◆ EXERCISE DESCRIPTION
Leave the pictures out and transcribe every record exactly.

Saved entries:

++++++++++

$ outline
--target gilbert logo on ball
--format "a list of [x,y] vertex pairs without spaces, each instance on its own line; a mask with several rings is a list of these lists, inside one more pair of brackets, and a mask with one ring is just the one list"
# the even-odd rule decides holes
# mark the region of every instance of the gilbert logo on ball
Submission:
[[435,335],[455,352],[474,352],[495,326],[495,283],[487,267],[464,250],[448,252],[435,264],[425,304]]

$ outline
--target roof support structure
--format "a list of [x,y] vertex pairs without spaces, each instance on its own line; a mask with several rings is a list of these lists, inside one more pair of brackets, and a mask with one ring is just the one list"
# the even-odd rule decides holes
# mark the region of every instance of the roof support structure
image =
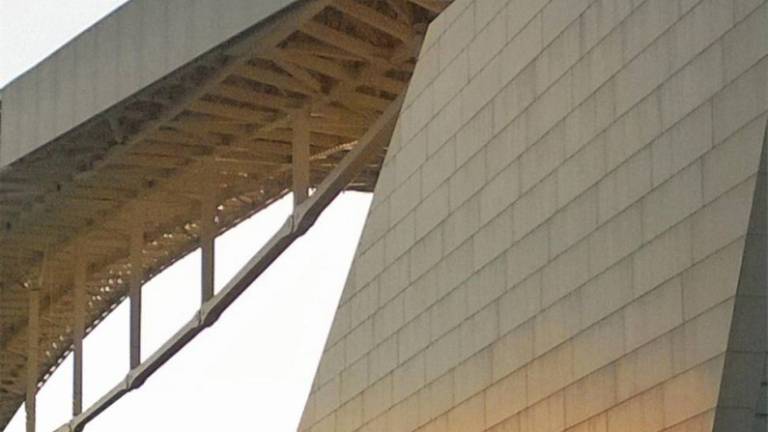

++++++++++

◆ RESULT OF THE TASK
$ outline
--target gilbert logo on ball
--format "a list of [x,y] vertex pairs without spaces, each instance on its own line; a mask with several rings is a list of these lists, inside one more pair of brackets, and a mask with one ring is just the one list"
# the even-odd rule decides holes
# mark the region of every instance of the gilbert logo on ball
Submission:
[[435,335],[455,352],[474,352],[495,326],[495,283],[487,267],[464,250],[448,252],[435,264],[425,304]]

$ outline
--target roof support structure
--format "a list of [x,y] vertex pairs without spaces, each instance on its own line; a mask with several rings is a list of these lists, inside one more pair of brackets, and a mask with one ring is just the one list"
# the even-odd rule decides holes
# mark the region of every instance of the roof support structure
image =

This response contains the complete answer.